- **BRIEF**: Render these items as a JSON list of strings, one string per line, leaving out blank lines.
++++ THE DATA ++++
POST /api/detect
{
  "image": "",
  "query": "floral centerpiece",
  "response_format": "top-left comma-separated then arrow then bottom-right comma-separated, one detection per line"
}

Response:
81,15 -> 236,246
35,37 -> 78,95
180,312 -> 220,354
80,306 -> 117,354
++++
- **RESPONSE**:
[
  "POST /api/detect",
  "{",
  "  \"image\": \"\",",
  "  \"query\": \"floral centerpiece\",",
  "  \"response_format\": \"top-left comma-separated then arrow then bottom-right comma-separated, one detection per line\"",
  "}",
  "Response:",
  "81,15 -> 236,246",
  "35,37 -> 78,95",
  "180,312 -> 220,354",
  "80,306 -> 117,354"
]